• Passage:
-- begin --

HL Deb 18 August 1831 vol 6 cc210-6

On the Motion of Viscount Melbourne, the House resolved itself into a Committee on the Beer Act Amendment Bill.

The Duke of Wellington

observed, that it might be proper to introduce a clause for preventing the beer-houses from being kept open at unseasonable hours, as he had suggested when the subject was last under consideration.

Viscount Melbourne

said, it was very difficult to determine what ought to be considered as an unseasonable hour. The hour of ten o'clock had been already fixed upon, and he therefore suggested that the noble Duke should allow the matter to remain as it was for the present. With regard to towns, it was necessary that the houses at any place should not depend upon the caprice of the local magistracy, and in consequence, he would make some other arrangement with regard to country places.

The Duke of Wellington

said, the arrangement proposed by the noble Viscount, satisfied him with regard to towns, for, from all the information he obtained, the abuses of the beer-shops were hitherto most apparent in the country; and there the licensed houses were more under the control of the magistracy than in towns. The object of the Legislature was to give the poor the advantage of good and cheap beer, but without holding out any temptation to excess and irregularity. The sale of beer might go on till rather a late hour, but then it ought not to be drunk at a late hour on the premises. He apprehended they must make some further alteration in the Act, for the police regulations had not answered. But notwithstanding this, he thought the Act, on the whole, had been a great benefit. It had destroyed the monopoly of the brewers, and given the public the full advantage of the repeal of the duty. It was necessary that all existing evils should be checked, and though he was not particular as to an hour, and would leave that to the further consideration of the noble Viscount, yet he must insist, that further restrictions were necessary.

Viscount Melbourne

admitted, that many evils had arisen from this measure, but he hoped they were of such a nature as might be mitigated, if not entirely removed. There were reasons for believing so many licenses would not in future be given; but as the whole Act might be regarded as an experiment, he thought they would in another year see their way more distinctly than at present.

Lord Tenterden

said, there was a proviso in one of the clauses of the last Act, by which power was given to the magistrates, to enable them to guard against abuses as to the time these beerhouses were allowed to be kept open. He, therefore, hoped some similar clause might be now introduced which should have the effect of closing those houses at an early hour. It had been clearly ascertained that great crimes and disorders had been committed, particularly in the country, by persons sallying from them at late hours.

The Bishop of London

expressed his hope, that at least a clause would be introduced to limit further the time for keeping open these shops on the Sundays. There ought to be no distinction between them and the regular licensed houses, in this respect; the latter class had large capitals embarked in them, and were under the control of the magistracy. This was not the case with the former. The object of the Legislature was, to give the poor the advantage of good and cheap beer, but without putting temptation in their way, or giving them additional opportunities for intemperate indulgence, or for profaning the Lord's day. He also wished to have a clause introduced in order to prevent people playing at skittles at these beerhouses. The practice of keeping skittle-grounds at them was not only injurious to those who frequented them, by leading them into excess, but was injurious to the owners of adjacent grounds. There were instances in which the existence of these skittle-grounds had been found injurious to the letting of the adjacent houses.

-- end --

• Extracted records:

-- begin --

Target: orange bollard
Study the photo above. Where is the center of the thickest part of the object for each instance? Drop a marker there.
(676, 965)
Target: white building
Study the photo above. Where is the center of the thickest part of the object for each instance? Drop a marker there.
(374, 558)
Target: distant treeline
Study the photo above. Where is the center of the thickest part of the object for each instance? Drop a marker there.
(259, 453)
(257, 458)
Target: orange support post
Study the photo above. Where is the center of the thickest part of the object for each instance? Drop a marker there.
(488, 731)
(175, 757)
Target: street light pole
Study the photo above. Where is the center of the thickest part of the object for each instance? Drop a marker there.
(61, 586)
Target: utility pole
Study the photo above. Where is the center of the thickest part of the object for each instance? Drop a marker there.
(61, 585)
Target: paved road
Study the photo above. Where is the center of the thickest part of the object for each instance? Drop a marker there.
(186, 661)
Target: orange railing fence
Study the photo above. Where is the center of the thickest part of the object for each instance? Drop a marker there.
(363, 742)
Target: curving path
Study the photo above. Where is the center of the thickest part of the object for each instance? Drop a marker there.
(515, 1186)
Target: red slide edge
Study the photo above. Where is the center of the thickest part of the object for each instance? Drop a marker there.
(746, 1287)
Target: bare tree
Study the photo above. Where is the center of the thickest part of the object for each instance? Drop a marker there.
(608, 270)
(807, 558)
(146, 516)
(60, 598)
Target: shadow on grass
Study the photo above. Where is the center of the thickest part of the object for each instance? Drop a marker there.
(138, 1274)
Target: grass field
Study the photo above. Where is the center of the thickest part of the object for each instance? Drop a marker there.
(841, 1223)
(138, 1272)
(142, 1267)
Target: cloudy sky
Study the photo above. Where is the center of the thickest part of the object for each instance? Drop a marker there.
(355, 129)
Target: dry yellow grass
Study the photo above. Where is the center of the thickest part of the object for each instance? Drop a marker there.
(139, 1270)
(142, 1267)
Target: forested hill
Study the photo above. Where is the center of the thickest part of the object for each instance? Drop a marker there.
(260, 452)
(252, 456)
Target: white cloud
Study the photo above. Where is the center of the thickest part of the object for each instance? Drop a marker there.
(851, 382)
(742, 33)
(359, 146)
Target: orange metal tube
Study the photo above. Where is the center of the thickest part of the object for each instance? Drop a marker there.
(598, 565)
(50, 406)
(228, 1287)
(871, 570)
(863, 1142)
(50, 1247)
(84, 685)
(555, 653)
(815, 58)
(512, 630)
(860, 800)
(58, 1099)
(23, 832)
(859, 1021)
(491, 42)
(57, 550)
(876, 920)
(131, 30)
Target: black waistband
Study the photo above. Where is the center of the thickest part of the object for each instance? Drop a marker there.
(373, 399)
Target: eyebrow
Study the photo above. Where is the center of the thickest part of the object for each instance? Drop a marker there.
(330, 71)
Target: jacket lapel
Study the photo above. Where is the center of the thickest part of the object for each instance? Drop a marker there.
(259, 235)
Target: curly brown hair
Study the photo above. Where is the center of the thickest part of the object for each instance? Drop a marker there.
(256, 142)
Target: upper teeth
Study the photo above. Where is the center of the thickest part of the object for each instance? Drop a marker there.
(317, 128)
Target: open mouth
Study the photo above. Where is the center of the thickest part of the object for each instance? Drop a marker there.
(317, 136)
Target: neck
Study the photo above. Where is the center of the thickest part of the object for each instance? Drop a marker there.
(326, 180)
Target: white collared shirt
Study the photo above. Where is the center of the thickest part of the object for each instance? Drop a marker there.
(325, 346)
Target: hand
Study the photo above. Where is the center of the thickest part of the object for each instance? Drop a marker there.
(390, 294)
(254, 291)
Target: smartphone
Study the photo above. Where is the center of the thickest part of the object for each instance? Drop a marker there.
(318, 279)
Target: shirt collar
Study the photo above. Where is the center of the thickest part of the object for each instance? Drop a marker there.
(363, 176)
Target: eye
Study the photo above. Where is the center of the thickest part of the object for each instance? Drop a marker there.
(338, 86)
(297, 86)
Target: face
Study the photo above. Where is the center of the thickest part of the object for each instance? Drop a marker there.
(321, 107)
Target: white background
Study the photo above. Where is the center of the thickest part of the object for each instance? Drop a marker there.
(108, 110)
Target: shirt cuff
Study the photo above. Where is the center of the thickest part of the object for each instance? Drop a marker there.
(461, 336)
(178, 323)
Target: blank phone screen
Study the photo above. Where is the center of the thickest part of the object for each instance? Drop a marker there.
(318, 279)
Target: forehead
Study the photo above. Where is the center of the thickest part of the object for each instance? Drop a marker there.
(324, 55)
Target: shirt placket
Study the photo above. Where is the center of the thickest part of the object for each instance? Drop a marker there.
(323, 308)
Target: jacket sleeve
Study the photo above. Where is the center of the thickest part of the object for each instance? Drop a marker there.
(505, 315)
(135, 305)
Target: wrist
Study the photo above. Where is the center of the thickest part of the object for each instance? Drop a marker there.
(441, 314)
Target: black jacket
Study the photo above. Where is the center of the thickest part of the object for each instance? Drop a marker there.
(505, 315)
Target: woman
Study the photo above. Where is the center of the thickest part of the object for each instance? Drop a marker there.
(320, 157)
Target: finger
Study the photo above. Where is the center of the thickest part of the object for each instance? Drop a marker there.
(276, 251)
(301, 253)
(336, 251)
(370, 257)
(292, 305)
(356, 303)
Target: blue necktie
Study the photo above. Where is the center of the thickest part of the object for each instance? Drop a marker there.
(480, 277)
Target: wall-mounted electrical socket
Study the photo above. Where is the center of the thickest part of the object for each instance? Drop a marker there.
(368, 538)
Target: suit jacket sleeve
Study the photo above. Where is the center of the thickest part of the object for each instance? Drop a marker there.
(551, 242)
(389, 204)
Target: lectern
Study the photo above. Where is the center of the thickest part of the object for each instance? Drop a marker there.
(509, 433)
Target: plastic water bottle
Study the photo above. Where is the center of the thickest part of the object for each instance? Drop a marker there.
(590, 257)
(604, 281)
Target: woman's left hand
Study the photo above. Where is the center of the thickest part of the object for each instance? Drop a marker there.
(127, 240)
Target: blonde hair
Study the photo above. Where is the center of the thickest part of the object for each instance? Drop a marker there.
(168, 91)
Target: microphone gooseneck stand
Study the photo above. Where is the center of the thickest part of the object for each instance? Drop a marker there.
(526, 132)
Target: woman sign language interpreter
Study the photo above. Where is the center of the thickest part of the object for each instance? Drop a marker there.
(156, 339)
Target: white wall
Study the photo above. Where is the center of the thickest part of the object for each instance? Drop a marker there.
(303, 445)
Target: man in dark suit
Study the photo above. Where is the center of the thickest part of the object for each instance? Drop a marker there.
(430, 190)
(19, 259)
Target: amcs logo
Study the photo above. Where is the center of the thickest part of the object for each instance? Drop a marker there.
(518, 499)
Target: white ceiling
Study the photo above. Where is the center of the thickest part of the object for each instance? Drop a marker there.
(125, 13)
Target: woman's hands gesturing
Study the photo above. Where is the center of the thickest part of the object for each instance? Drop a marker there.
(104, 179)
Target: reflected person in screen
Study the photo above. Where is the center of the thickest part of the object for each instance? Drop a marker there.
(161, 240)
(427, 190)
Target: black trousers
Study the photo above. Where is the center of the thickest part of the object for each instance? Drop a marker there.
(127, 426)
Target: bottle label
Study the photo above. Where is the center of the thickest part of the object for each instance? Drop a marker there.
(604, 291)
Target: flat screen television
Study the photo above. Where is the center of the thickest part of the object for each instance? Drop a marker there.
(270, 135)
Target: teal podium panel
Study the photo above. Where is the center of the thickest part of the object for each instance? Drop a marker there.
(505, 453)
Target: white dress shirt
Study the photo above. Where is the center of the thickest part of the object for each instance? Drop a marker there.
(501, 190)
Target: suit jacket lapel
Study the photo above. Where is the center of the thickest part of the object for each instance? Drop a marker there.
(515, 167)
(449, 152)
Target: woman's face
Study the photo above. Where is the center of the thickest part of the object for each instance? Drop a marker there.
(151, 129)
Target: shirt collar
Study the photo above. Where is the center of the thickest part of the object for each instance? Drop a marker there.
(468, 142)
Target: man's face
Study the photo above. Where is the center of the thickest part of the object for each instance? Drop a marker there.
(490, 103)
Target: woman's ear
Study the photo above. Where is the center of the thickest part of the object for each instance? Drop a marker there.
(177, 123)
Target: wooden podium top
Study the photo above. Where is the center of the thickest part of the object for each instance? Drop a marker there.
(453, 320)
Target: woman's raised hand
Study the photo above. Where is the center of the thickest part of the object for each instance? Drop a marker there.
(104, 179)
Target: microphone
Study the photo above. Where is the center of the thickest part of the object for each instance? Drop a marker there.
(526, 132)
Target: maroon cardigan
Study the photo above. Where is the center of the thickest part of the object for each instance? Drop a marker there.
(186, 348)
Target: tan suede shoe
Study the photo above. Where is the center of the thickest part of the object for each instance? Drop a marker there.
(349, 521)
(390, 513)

-- end --

• Written request:
Rewrite the Beer Act debate starting at the words "said, it was" and stopping after "to country places.", putting "eleven o'clock" in place of "ten o'clock".

• Correct response:
said, it was very difficult to determine what ought to be considered as an unseasonable hour. The hour of eleven o'clock had been already fixed upon, and he therefore suggested that the noble Duke should allow the matter to remain as it was for the present. With regard to towns, it was necessary that the houses at any place should not depend upon the caprice of the local magistracy, and in consequence, he would make some other arrangement with regard to country places.